→ INSTRUCTION:
Tally the lines in the rows below that contain the word "noun". Reply with the number alone.

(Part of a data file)
** Begin **
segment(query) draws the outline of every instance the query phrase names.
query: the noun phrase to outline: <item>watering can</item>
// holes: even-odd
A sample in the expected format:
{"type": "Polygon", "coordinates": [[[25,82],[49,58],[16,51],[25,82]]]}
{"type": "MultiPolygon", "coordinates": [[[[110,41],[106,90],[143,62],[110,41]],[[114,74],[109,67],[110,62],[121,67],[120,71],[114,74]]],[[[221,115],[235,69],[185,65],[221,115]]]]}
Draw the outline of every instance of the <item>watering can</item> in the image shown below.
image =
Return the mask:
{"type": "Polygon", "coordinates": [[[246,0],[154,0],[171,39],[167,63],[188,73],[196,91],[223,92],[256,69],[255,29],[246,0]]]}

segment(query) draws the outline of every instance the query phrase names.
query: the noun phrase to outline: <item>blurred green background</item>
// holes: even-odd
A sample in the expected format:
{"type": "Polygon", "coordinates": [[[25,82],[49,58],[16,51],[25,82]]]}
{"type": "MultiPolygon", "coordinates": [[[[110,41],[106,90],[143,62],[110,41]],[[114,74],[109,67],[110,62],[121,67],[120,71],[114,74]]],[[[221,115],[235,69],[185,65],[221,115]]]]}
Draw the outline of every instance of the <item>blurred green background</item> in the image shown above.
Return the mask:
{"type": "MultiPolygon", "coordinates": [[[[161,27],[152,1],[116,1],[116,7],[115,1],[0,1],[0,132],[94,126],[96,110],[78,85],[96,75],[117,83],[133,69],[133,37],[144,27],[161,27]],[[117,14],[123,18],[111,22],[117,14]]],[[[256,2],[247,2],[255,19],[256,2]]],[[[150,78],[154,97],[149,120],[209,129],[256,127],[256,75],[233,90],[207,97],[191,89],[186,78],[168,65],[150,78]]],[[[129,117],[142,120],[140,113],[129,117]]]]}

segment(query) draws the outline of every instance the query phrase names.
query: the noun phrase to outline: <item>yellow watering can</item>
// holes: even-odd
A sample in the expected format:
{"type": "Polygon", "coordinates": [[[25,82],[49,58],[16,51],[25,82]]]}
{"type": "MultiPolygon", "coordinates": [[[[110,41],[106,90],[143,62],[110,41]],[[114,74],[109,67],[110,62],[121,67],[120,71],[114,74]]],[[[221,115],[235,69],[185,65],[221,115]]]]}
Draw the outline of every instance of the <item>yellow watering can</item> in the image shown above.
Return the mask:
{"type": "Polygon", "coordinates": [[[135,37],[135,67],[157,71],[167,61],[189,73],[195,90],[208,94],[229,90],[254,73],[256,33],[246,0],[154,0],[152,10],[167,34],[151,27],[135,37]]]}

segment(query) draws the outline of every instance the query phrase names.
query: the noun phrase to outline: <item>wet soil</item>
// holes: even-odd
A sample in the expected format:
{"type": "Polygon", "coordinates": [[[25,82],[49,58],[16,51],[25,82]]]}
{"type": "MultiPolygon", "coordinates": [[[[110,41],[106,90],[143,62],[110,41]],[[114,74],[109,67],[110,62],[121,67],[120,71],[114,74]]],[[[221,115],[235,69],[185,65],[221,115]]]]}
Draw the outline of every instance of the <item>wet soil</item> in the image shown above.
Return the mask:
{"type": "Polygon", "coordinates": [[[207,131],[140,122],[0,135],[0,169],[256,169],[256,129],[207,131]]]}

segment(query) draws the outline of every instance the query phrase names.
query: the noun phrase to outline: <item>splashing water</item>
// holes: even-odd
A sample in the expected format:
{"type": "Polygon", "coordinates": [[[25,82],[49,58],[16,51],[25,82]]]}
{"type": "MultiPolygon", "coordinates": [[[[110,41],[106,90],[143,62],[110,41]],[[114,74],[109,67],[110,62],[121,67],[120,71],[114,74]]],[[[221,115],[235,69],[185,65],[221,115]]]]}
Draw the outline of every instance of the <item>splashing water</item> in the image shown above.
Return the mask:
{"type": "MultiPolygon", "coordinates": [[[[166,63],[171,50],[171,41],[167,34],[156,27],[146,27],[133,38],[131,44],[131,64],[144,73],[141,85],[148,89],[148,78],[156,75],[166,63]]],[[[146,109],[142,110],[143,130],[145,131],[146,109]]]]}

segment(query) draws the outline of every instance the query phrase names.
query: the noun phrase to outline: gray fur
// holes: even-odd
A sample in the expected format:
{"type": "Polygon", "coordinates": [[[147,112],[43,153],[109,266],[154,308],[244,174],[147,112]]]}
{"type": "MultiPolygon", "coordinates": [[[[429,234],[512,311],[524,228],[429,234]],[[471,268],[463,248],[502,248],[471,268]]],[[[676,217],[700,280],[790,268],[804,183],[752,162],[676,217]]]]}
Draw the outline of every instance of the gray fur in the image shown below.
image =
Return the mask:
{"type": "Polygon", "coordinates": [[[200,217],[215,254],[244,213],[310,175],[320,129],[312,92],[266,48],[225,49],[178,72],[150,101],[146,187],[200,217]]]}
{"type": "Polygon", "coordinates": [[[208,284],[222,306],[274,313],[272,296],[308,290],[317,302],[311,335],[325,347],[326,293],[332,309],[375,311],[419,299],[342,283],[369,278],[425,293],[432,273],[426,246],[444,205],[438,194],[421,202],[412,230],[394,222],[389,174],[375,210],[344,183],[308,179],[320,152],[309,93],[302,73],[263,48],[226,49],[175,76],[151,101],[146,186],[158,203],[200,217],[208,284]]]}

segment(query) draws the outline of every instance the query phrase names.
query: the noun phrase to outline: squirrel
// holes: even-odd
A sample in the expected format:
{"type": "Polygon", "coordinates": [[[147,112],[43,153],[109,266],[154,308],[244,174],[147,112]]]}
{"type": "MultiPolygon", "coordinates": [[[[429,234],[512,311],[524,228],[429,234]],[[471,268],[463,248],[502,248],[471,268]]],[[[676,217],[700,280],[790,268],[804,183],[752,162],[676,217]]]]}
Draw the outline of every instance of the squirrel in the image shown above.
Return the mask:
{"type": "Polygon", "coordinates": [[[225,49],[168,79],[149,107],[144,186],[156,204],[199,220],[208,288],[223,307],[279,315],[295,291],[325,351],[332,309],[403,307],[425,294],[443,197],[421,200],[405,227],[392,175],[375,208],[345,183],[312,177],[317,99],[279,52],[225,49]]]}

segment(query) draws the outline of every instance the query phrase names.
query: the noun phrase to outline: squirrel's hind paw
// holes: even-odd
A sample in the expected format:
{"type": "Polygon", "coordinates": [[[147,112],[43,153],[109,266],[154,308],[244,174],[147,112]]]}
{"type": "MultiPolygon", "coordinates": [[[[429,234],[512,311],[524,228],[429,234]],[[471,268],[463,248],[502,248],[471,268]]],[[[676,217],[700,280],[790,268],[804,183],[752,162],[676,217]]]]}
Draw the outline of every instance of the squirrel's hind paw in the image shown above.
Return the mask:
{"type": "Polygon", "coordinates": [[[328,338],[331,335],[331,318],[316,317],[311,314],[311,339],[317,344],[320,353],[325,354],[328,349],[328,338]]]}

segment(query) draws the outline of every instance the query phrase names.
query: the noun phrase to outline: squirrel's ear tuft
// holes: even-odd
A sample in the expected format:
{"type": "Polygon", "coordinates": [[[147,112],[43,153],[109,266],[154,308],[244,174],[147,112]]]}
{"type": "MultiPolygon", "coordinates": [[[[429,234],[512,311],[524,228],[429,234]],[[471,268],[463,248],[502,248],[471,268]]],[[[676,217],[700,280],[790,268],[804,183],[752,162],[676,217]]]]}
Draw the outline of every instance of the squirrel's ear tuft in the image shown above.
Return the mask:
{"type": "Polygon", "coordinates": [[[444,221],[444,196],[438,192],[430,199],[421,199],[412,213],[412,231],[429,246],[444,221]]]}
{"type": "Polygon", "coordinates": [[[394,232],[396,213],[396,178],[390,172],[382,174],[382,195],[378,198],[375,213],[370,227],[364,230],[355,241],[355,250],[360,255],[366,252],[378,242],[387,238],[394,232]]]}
** End **
→ WRITTEN SOLUTION:
9